### PROBLEM REQUIREMENTS
Edit the rows so that every "laminate" becomes "plank", keeping everything else the same.

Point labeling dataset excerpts
____________________

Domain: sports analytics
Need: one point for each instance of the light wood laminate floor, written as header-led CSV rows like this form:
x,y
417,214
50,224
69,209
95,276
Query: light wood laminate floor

____________________

### THE ANSWER
Domain: sports analytics
Need: one point for each instance of the light wood plank floor, written as header-led CSV rows like this form:
x,y
417,214
50,224
69,209
95,276
Query: light wood plank floor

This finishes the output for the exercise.